INPUT DATA:
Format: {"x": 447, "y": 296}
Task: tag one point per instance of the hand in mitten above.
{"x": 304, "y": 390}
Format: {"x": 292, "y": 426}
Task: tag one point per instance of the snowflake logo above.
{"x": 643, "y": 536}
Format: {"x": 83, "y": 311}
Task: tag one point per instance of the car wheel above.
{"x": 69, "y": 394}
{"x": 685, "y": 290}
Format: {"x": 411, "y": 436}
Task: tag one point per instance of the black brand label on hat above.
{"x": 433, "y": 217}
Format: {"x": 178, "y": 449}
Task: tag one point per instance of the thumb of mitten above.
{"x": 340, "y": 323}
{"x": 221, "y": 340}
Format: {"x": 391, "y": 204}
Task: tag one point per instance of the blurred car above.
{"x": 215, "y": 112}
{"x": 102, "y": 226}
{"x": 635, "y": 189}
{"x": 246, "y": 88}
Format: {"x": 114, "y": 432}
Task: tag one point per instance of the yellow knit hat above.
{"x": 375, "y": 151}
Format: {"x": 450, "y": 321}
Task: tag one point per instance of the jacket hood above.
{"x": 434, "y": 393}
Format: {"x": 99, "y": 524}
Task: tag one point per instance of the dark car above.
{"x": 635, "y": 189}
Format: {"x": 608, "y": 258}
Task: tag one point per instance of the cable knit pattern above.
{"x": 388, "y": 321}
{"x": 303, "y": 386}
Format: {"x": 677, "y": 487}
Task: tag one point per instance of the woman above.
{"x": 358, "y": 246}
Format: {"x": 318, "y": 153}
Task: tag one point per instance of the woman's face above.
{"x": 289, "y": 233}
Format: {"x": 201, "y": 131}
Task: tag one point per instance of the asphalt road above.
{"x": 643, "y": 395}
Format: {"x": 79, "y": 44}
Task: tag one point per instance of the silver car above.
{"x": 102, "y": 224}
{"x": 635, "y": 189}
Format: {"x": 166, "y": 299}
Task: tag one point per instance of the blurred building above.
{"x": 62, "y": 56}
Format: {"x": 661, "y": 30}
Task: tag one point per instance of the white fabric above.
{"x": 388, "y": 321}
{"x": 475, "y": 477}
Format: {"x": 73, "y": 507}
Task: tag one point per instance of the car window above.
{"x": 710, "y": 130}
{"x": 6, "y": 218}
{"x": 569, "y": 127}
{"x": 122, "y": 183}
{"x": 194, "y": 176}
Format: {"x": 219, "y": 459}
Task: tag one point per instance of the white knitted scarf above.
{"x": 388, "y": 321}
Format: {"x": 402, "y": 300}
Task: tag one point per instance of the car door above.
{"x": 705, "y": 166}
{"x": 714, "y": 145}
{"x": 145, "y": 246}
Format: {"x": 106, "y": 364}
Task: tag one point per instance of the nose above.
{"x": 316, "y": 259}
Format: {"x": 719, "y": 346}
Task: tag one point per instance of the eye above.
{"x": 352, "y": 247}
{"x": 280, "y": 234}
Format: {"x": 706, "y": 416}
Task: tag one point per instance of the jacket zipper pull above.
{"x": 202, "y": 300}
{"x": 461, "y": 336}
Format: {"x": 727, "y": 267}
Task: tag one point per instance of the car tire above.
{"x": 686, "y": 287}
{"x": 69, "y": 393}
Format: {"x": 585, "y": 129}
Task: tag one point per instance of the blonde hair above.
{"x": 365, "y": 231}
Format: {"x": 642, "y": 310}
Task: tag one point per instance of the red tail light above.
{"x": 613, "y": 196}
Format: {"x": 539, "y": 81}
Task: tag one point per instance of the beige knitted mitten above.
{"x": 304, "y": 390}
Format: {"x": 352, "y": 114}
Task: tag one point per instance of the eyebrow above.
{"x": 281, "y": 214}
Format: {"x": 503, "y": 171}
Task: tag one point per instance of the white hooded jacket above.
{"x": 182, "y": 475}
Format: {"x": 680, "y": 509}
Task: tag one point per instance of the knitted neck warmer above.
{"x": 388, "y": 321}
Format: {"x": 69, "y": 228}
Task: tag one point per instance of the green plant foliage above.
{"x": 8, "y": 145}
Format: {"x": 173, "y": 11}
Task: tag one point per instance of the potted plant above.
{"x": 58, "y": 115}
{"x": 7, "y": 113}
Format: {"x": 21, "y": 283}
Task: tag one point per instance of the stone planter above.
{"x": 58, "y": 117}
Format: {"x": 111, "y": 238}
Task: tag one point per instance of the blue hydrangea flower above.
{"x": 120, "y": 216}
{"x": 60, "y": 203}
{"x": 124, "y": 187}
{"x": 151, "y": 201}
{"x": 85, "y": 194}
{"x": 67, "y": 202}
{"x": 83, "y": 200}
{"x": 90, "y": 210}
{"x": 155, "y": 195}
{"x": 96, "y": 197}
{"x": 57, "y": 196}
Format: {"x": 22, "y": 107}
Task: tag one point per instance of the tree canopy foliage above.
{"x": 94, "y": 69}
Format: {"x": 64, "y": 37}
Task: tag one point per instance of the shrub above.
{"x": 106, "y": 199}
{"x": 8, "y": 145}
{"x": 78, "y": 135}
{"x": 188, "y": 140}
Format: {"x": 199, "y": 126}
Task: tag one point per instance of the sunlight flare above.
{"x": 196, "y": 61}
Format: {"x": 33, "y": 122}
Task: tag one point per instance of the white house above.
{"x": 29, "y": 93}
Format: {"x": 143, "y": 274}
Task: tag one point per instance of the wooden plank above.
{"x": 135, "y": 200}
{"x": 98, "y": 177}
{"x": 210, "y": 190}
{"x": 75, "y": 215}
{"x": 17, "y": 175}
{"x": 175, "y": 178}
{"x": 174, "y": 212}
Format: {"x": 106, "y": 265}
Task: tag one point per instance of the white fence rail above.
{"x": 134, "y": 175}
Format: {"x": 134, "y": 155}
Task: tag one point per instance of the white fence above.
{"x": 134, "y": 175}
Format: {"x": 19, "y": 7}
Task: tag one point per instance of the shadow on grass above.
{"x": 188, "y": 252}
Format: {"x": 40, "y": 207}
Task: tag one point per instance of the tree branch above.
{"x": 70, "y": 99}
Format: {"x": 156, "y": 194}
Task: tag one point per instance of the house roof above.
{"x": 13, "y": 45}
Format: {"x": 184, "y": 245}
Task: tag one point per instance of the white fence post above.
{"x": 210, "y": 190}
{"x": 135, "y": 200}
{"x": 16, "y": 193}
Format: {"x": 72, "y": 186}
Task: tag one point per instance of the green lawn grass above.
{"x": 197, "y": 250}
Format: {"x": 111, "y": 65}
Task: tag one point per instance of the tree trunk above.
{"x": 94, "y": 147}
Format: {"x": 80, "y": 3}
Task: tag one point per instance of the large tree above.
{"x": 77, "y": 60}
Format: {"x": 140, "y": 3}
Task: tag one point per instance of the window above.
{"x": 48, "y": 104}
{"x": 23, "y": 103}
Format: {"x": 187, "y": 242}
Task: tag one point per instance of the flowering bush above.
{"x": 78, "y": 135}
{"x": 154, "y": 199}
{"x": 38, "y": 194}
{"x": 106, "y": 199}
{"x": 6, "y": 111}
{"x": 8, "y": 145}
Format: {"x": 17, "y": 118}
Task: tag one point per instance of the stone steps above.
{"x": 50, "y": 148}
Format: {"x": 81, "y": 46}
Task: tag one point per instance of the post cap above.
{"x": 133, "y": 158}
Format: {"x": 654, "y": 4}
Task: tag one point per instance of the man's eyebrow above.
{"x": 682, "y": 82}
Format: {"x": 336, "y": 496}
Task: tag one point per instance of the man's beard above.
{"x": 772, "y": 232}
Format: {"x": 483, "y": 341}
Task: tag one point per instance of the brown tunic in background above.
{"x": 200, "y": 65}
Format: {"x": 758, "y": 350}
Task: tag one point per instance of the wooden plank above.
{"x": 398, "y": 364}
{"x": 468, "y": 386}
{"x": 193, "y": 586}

EXERCISE DIRECTIONS: Precisely reproduce all the entries shown above.

SOLUTION TO THIS EXERCISE:
Format: {"x": 447, "y": 296}
Task: tag one point per instance of the hand in mitten above.
{"x": 304, "y": 390}
Format: {"x": 292, "y": 426}
Task: tag one point per instance of the snowflake logo above.
{"x": 643, "y": 536}
Format: {"x": 83, "y": 311}
Task: tag one point per instance of the car wheel above.
{"x": 69, "y": 394}
{"x": 685, "y": 290}
Format: {"x": 411, "y": 436}
Task: tag one point per instance of the black brand label on hat above.
{"x": 433, "y": 217}
Format: {"x": 178, "y": 449}
Task: tag one point per instance of the thumb of mitten above.
{"x": 340, "y": 323}
{"x": 221, "y": 340}
Format: {"x": 391, "y": 204}
Task: tag one point per instance of the blurred car above.
{"x": 215, "y": 112}
{"x": 102, "y": 226}
{"x": 635, "y": 189}
{"x": 246, "y": 88}
Format: {"x": 114, "y": 432}
Task: tag one point per instance of the yellow knit hat above.
{"x": 375, "y": 151}
Format: {"x": 450, "y": 321}
Task: tag one point per instance of the jacket hood above.
{"x": 434, "y": 393}
Format: {"x": 99, "y": 524}
Task: tag one point per instance of the dark car above.
{"x": 635, "y": 189}
Format: {"x": 608, "y": 258}
Task: tag one point per instance of the cable knit pattern above.
{"x": 388, "y": 321}
{"x": 303, "y": 386}
Format: {"x": 677, "y": 487}
Task: tag one point per instance of the woman above.
{"x": 358, "y": 246}
Format: {"x": 318, "y": 153}
Task: tag one point per instance of the woman's face above.
{"x": 289, "y": 233}
Format: {"x": 201, "y": 131}
Task: tag one point per instance of the asphalt road above.
{"x": 643, "y": 395}
Format: {"x": 79, "y": 44}
Task: tag one point per instance of the silver car above.
{"x": 102, "y": 224}
{"x": 635, "y": 189}
Format: {"x": 166, "y": 299}
Task: tag one point per instance of the blurred building above.
{"x": 62, "y": 56}
Format: {"x": 661, "y": 30}
Task: tag one point per instance of the white fabric above.
{"x": 388, "y": 321}
{"x": 475, "y": 477}
Format: {"x": 73, "y": 507}
Task: tag one point per instance of the car window above.
{"x": 710, "y": 130}
{"x": 6, "y": 218}
{"x": 569, "y": 127}
{"x": 122, "y": 183}
{"x": 194, "y": 176}
Format: {"x": 219, "y": 459}
Task: tag one point per instance of the white knitted scarf above.
{"x": 388, "y": 321}
Format: {"x": 402, "y": 300}
Task: tag one point per instance of the car door above.
{"x": 705, "y": 166}
{"x": 714, "y": 145}
{"x": 145, "y": 246}
Format: {"x": 106, "y": 364}
Task: tag one point per instance of the nose above.
{"x": 316, "y": 259}
Format: {"x": 719, "y": 346}
Task: tag one point per instance of the eye above.
{"x": 352, "y": 247}
{"x": 280, "y": 234}
Format: {"x": 706, "y": 416}
Task: tag one point per instance of the jacket zipper pull above.
{"x": 202, "y": 300}
{"x": 461, "y": 336}
Format: {"x": 727, "y": 267}
Task: tag one point per instance of the car tire above.
{"x": 686, "y": 287}
{"x": 69, "y": 393}
Format: {"x": 585, "y": 129}
Task: tag one point per instance of the blonde hair above.
{"x": 365, "y": 231}
Format: {"x": 642, "y": 310}
Task: tag one point per instance of the red tail light above.
{"x": 613, "y": 196}
Format: {"x": 539, "y": 81}
Task: tag one point per instance of the beige knitted mitten above.
{"x": 304, "y": 390}
Format: {"x": 352, "y": 114}
Task: tag one point per instance of the eyebrow above.
{"x": 281, "y": 214}
Format: {"x": 503, "y": 171}
Task: tag one point per instance of the white hooded jacket above.
{"x": 182, "y": 475}
Format: {"x": 680, "y": 509}
Task: tag one point per instance of the knitted neck warmer above.
{"x": 388, "y": 321}
Format: {"x": 69, "y": 228}
Task: tag one point per instance of the green plant foliage above.
{"x": 8, "y": 145}
Format: {"x": 173, "y": 11}
Task: tag one point per instance of the potted plant above.
{"x": 58, "y": 115}
{"x": 7, "y": 113}
Format: {"x": 21, "y": 283}
Task: tag one point per instance of the stone planter above.
{"x": 58, "y": 117}
Format: {"x": 111, "y": 238}
Task: tag one point per instance of the blue hydrangea flower above.
{"x": 120, "y": 216}
{"x": 60, "y": 203}
{"x": 124, "y": 187}
{"x": 151, "y": 201}
{"x": 85, "y": 194}
{"x": 67, "y": 202}
{"x": 83, "y": 200}
{"x": 90, "y": 210}
{"x": 155, "y": 195}
{"x": 96, "y": 197}
{"x": 57, "y": 196}
Format: {"x": 22, "y": 107}
Task: tag one point per instance of the tree canopy foliage above.
{"x": 94, "y": 69}
Format: {"x": 64, "y": 37}
Task: tag one point per instance of the shrub above.
{"x": 106, "y": 199}
{"x": 8, "y": 145}
{"x": 78, "y": 135}
{"x": 188, "y": 140}
Format: {"x": 199, "y": 126}
Task: tag one point per instance of the sunlight flare above.
{"x": 196, "y": 61}
Format: {"x": 33, "y": 122}
Task: tag one point per instance of the white house above.
{"x": 29, "y": 93}
Format: {"x": 143, "y": 274}
Task: tag one point per instance of the wooden plank above.
{"x": 135, "y": 200}
{"x": 98, "y": 177}
{"x": 210, "y": 190}
{"x": 75, "y": 215}
{"x": 17, "y": 175}
{"x": 175, "y": 178}
{"x": 174, "y": 212}
Format: {"x": 106, "y": 265}
Task: tag one point per instance of the white fence rail above.
{"x": 134, "y": 175}
Format: {"x": 134, "y": 155}
Task: tag one point per instance of the white fence above.
{"x": 134, "y": 175}
Format: {"x": 19, "y": 7}
Task: tag one point per instance of the shadow on grass above.
{"x": 188, "y": 252}
Format: {"x": 40, "y": 207}
Task: tag one point per instance of the tree branch above.
{"x": 70, "y": 99}
Format: {"x": 156, "y": 194}
Task: tag one point per instance of the house roof above.
{"x": 13, "y": 45}
Format: {"x": 184, "y": 245}
Task: tag one point per instance of the white fence post above.
{"x": 210, "y": 190}
{"x": 135, "y": 200}
{"x": 16, "y": 193}
Format: {"x": 72, "y": 186}
Task: tag one point per instance of the green lawn grass above.
{"x": 197, "y": 250}
Format: {"x": 111, "y": 65}
Task: tag one point per instance of the tree trunk above.
{"x": 94, "y": 147}
Format: {"x": 80, "y": 3}
Task: tag one point per instance of the large tree above.
{"x": 77, "y": 60}
Format: {"x": 140, "y": 3}
Task: tag one point per instance of the window above.
{"x": 48, "y": 104}
{"x": 23, "y": 103}
Format: {"x": 187, "y": 242}
Task: tag one point per instance of the flowering bush above.
{"x": 78, "y": 135}
{"x": 154, "y": 199}
{"x": 38, "y": 194}
{"x": 106, "y": 199}
{"x": 6, "y": 111}
{"x": 8, "y": 145}
Format: {"x": 17, "y": 118}
Task: tag one point per instance of the stone steps above.
{"x": 50, "y": 148}
Format: {"x": 81, "y": 46}
Task: tag one point per instance of the post cap above.
{"x": 133, "y": 158}
Format: {"x": 654, "y": 4}
Task: tag one point per instance of the man's eyebrow above.
{"x": 682, "y": 82}
Format: {"x": 336, "y": 496}
Task: tag one point per instance of the man's beard above.
{"x": 772, "y": 232}
Format: {"x": 483, "y": 341}
Task: tag one point per instance of the brown tunic in background above.
{"x": 200, "y": 65}
Format: {"x": 758, "y": 350}
Task: tag one point per instance of the wooden plank above.
{"x": 398, "y": 364}
{"x": 468, "y": 386}
{"x": 193, "y": 586}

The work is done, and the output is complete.